* THE PROBLEM
If a line in the data has the string "Where", please show it.
-- ENTRIES SUPPLIED follows --
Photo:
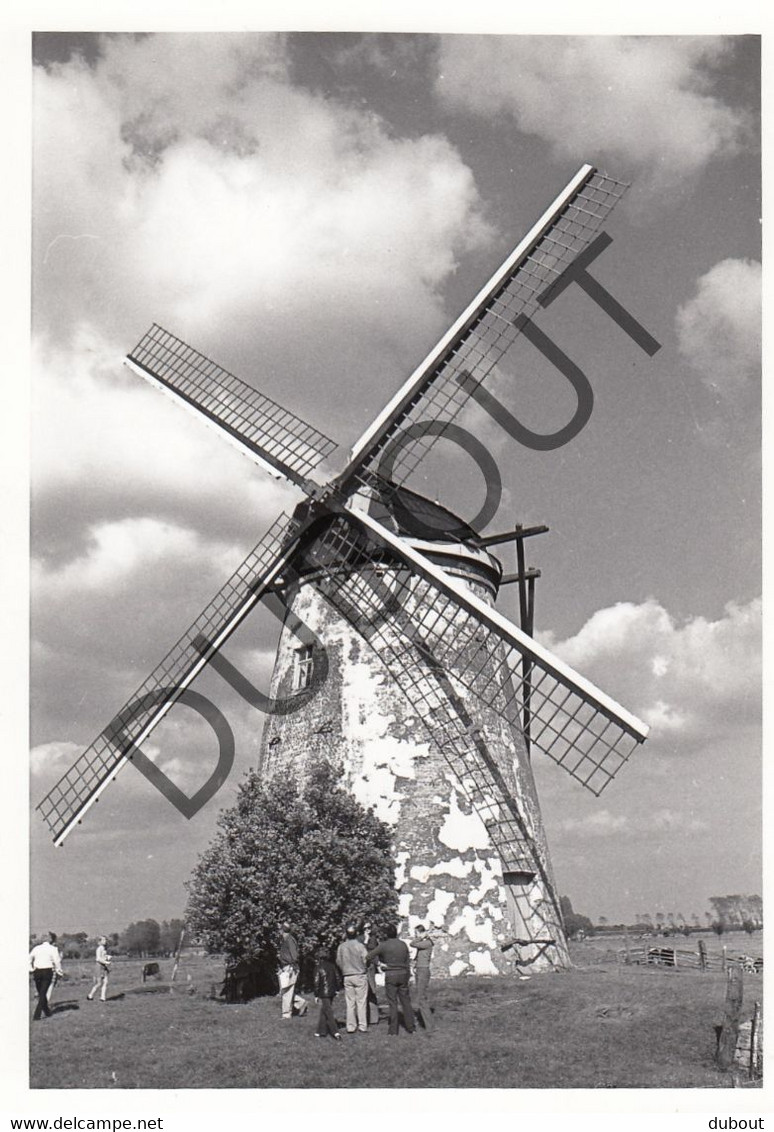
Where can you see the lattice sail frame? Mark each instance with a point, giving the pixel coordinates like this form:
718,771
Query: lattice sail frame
-- ENTRIES SUPPLIED concluded --
-- ENTRIES SUPPLIED follows --
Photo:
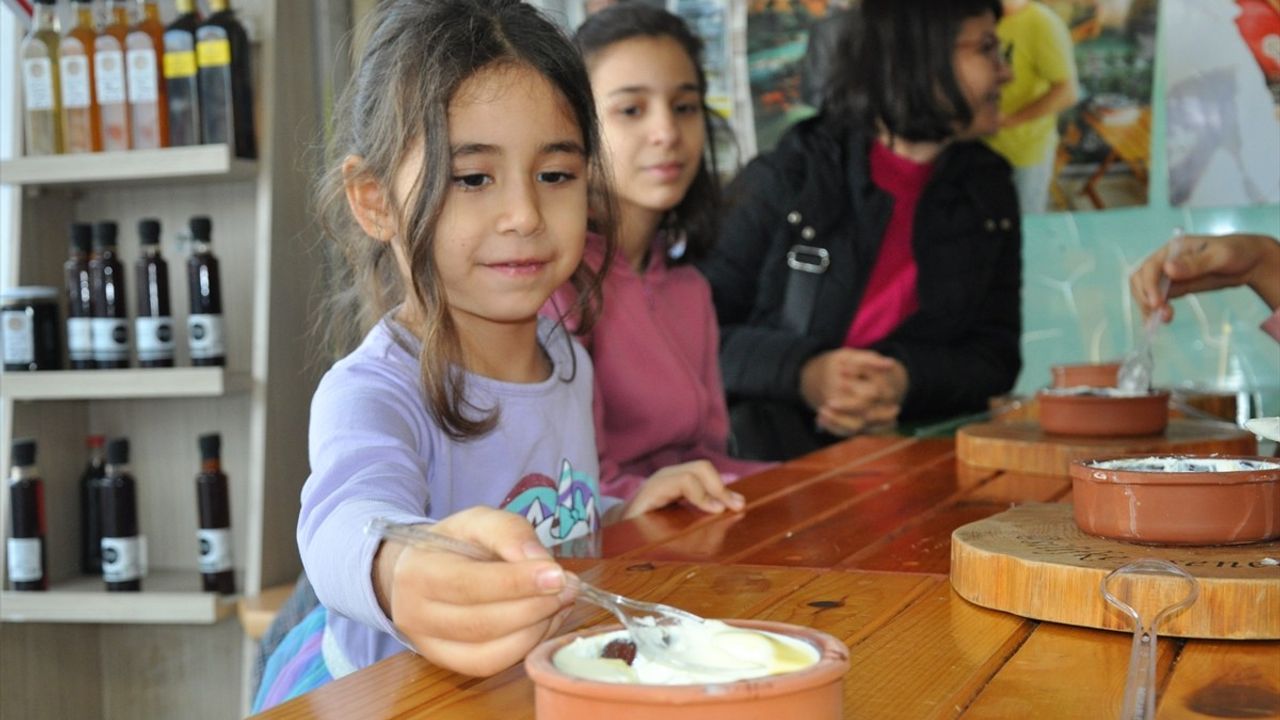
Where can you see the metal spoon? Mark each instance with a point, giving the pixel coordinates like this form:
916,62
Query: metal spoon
-- ENTRIES SUPPLIED concluded --
* EXERCISE RESPONSE
Where can you see the lattice sail frame? Mark each instance with a point, giving the pixel coordinates like this form:
Where can you see the metal spoon? Mark each instance with a point, giving the pixel coordinates like this form:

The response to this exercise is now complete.